Each line of the data must be reproduced as it appears.
• • • •
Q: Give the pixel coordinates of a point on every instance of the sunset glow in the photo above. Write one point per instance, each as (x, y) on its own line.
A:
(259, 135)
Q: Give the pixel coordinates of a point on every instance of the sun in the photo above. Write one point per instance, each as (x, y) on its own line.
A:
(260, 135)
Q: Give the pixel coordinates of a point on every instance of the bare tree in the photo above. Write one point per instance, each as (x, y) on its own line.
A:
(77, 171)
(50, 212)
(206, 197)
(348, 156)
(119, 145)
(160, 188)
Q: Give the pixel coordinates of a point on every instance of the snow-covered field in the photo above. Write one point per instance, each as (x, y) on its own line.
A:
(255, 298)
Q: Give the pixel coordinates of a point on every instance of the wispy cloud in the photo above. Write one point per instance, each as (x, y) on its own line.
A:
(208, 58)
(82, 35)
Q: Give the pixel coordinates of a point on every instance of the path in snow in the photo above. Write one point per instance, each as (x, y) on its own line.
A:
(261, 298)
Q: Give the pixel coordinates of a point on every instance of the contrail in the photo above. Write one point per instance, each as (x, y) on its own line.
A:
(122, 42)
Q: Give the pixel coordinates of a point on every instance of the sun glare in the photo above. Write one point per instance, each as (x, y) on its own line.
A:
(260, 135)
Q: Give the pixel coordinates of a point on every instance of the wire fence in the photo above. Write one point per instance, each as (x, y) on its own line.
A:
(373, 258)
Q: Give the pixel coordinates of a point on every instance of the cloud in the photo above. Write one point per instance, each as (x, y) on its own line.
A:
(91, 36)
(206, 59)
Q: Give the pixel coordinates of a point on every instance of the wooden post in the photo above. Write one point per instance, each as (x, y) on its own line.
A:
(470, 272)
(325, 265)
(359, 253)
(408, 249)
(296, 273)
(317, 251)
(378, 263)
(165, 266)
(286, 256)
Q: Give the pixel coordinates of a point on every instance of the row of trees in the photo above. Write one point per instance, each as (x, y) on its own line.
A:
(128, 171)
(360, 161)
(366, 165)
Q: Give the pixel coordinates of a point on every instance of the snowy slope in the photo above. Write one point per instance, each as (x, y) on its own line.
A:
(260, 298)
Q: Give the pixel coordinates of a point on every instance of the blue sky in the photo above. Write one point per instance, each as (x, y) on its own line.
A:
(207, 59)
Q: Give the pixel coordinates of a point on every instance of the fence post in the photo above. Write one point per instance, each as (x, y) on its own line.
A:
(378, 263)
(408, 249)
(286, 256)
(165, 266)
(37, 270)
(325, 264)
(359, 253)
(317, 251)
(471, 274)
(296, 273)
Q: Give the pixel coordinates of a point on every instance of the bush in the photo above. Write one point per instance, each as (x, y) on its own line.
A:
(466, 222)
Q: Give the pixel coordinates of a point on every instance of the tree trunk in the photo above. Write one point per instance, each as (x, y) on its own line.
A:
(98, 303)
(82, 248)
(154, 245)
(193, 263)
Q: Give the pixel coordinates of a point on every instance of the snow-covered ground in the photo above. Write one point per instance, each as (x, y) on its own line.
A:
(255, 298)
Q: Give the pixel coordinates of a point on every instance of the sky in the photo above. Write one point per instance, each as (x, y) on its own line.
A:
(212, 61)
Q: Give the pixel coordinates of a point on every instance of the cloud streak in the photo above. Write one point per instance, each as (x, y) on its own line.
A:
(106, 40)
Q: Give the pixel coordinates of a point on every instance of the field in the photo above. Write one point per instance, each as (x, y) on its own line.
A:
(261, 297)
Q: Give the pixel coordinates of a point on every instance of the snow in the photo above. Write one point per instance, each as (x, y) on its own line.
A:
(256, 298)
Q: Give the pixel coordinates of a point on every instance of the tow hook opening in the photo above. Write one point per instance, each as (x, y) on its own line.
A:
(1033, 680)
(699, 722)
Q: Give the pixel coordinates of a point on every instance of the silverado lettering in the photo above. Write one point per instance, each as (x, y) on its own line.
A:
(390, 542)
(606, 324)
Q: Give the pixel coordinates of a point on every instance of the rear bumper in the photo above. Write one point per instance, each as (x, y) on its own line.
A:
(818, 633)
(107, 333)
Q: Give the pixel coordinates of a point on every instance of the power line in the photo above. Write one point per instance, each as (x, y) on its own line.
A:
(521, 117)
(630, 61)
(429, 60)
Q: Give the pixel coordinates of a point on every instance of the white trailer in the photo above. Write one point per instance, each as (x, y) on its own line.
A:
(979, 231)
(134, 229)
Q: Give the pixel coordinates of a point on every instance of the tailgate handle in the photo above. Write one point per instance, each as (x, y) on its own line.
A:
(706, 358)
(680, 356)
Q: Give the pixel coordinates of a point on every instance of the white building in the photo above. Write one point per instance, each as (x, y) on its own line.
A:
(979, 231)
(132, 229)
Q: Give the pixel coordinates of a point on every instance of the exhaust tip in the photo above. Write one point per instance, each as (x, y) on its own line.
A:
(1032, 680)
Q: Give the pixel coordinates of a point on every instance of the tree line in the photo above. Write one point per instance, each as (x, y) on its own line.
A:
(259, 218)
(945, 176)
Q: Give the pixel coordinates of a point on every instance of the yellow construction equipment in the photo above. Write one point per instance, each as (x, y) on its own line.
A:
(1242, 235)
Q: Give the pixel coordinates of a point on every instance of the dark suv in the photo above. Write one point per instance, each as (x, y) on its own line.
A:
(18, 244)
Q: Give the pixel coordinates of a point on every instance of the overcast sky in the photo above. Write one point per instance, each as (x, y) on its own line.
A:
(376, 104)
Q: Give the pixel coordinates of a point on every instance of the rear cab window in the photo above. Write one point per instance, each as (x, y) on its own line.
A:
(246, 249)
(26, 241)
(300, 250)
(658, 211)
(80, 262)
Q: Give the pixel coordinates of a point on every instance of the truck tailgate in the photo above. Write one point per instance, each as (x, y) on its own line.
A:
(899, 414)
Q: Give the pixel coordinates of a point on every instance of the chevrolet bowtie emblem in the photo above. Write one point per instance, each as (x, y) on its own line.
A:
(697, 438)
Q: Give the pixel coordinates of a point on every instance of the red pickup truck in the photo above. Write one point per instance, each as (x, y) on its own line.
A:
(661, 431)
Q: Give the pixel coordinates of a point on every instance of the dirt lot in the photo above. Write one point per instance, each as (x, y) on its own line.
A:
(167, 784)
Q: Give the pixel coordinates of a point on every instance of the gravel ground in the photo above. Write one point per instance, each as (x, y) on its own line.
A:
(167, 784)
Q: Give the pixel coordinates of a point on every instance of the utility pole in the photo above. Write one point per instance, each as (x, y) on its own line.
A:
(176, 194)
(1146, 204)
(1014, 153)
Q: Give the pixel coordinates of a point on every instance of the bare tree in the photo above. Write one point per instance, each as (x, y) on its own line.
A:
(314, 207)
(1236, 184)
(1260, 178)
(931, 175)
• • • •
* [Expected answer]
Q: Give the pixel coordinates of a point on every instance of the sunset glow in the photo above. Write one point per instance, each as (x, y) on its own line.
A:
(259, 135)
Q: Give the pixel coordinates of a point on every instance of the sun in the photo above. Write one point per instance, each as (x, y) on its own line.
A:
(260, 135)
Q: Give the pixel coordinates of a point on every instance of the bare tree in the photo above. Write one point per instance, each as (x, y) on its own line.
A:
(77, 171)
(50, 212)
(206, 197)
(348, 156)
(119, 145)
(160, 188)
Q: Give the pixel coordinates of a point on every instance of the snow-covered field in the photo above. Write one point per instance, each as (x, y) on its own line.
A:
(255, 298)
Q: Give the pixel coordinates of a point on every instance of the wispy cloud in the photo above. Write one point per instance, each as (x, y) on its own line.
A:
(208, 58)
(82, 35)
Q: Give the pixel coordinates of a point on every instance of the path in snow in the photo above. Write one point per instance, each as (x, y) on its own line.
A:
(261, 298)
Q: Give the pixel coordinates of a point on every instance of the contrail in the photo above. Write one point per instance, each as (x, y) on its own line.
A:
(122, 42)
Q: Give the pixel coordinates of a point on every instance of the sun glare in the photo above. Write one point per instance, each as (x, y) on its own line.
A:
(260, 135)
Q: Give the pixel coordinates of a point on every instance of the wire fence in the photo above. Write one point per instance, each as (x, y) on its own line.
A:
(373, 258)
Q: Give the pixel coordinates of a point on every instance of the cloud in the photo above. Write one point per instance, each as (x, y) on its own line.
A:
(91, 36)
(206, 59)
Q: Give the pixel coordinates of a point on every instance of the wooden post in the photo above. Write one point per instance, each as (x, y) on its own line.
A:
(470, 272)
(325, 265)
(359, 253)
(408, 249)
(296, 273)
(317, 251)
(378, 263)
(165, 266)
(286, 256)
Q: Give the pixel coordinates of a point on every instance of the row of trees in the photo above. Write one point per instance, each as (x, y) on its own line.
A:
(128, 171)
(360, 161)
(366, 165)
Q: Give the pixel coordinates of a point on every instance of the snowy slope in the photo above. Write one point per instance, each as (x, y) on its own line.
A:
(260, 298)
Q: Give the pixel coordinates of a point on every instance of the blue sky in the photo above. Write one point per instance, each as (x, y) on its own line.
A:
(207, 59)
Q: Give the pixel coordinates of a point on every instance of the fence post in the photo above. Write one point per instance, each as (x, y) on its own line.
A:
(378, 263)
(408, 249)
(286, 256)
(165, 266)
(37, 270)
(325, 264)
(359, 253)
(317, 251)
(471, 274)
(296, 273)
Q: Give the pixel coordinates of a point on every instance of the bush in the photo above. Write one point per instance, each as (x, y) on its own line.
A:
(466, 222)
Q: Give the pixel coordinates of a point on every instance of the tree trunk in the photo above. Write one point per instance, each as (x, y) on its own line.
A:
(98, 303)
(82, 248)
(154, 245)
(193, 263)
Q: Give the pixel coordinates of a point on every instance of the snow-covered ground in the photo above. Write one point per instance, each as (x, y) on its own line.
A:
(255, 298)
Q: Give the pixel coordinates of a point on every instance of the sky in the photo above. Write one point per instance, each as (x, y) on its own line.
A:
(212, 61)
Q: Give the pixel coordinates of a point on every instance of the cloud streak in the photo above. Write one point per instance, each as (x, y) on its own line.
A:
(106, 40)
Q: Give the pixel coordinates of a point on every instance of the field in the photo above. Write one point per instance, each as (x, y) on its own line.
A:
(261, 297)
Q: Give the pixel coordinates of a point on every instance of the snow in the photo above. Write one point per instance, each as (x, y) on its own line.
A:
(256, 298)
Q: Give the pixel coordinates of a point on every instance of the tow hook opening in the photo above. Write one point per instance, each as (x, y) on its own line.
A:
(1033, 680)
(699, 722)
Q: Give the pixel coordinates of a point on every instance of the silverado lettering in the photo above. Write one point per instance, each as (x, y) on its own line.
A:
(390, 542)
(606, 324)
Q: Give the pixel coordinates of a point on every instance of the rear bumper in the photo above. Write one point per instance, each as (x, y) on its own line.
A:
(818, 633)
(107, 333)
Q: Give the pixel coordinates of a point on every instance of the power line in the photo above. Write one point per instance, each as (x, y) on its own line.
A:
(521, 117)
(630, 61)
(429, 60)
Q: Give the pixel coordinates of a point on every instance of the white trailer in the photo above. Write one point per instance, each as (x, y) on its own line.
A:
(979, 231)
(134, 229)
Q: Give the pixel coordinates of a point on every instance of the tailgate handle in the photo above. Write one point per instance, each as (x, y) on its own line.
A:
(706, 358)
(680, 356)
Q: Give the pixel coordinates of a point on every instance of the white building in the photo above. Write one point per instance, each as (x, y) on its own line.
A:
(979, 231)
(132, 229)
Q: Give the pixel coordinates of a point on every instance of the exhaust tip in the photo above. Write one point per instance, each as (x, y) on its own line.
A:
(1032, 680)
Q: Give the pixel coordinates of a point on every instance of the tree line in the photo above. Write one point per instance, each as (x, y) on its own line.
A:
(259, 218)
(945, 176)
Q: Give the pixel coordinates of a point on every instance of the yellow construction equipment in the photo above. Write one point per instance, each as (x, y) on its own line.
A:
(1242, 235)
Q: Give the pixel coordinates of a point on every instance of the dark suv in the photo above. Write one point per instance, each as (x, y) on its own line.
A:
(18, 244)
Q: Give the pixel coordinates of a point on every instance of the overcast sky in the photo above. Write one point per instance, each as (x, y) on its own line.
A:
(376, 104)
Q: Give the pixel coordinates of a point on every instance of the rear cab window in the photo above. Write one point per instance, each as (x, y) on its own line.
A:
(246, 249)
(26, 241)
(300, 250)
(658, 211)
(80, 262)
Q: Give the pixel coordinates of a point on every instance of the truck tailgate in the photo above. Write one point per instance, each as (x, y) on its own line.
A:
(899, 414)
Q: Give the pixel coordinates of a point on every instance of the chevrolet bowtie emblem in the photo above. Write one point per instance, each as (x, y) on its own line.
A:
(697, 438)
Q: Give the pixel coordinates of a point on every instance of the red pickup truck in the photo above. Write one point per instance, each as (x, y) on its own line.
A:
(661, 431)
Q: Give the pixel coordinates of a point on every instance of the dirt lot in the photo above. Write one point per instance, each as (x, y) on its own line.
A:
(167, 784)
Q: Give the pixel coordinates of a point on every instance of the gravel ground in the photo above. Write one point per instance, each as (x, y) on its own line.
A:
(167, 784)
Q: Give the pixel coordinates of a point on every instance of the utility pole in the photo above. Write one point per instance, each as (x, y) on its own line.
A:
(176, 194)
(1146, 204)
(1014, 153)
Q: Give the pixel coordinates of a point on every instance of the bare tree in the photo above. Write one point per instance, each as (x, y) on its own line.
A:
(314, 207)
(1236, 184)
(1260, 178)
(931, 175)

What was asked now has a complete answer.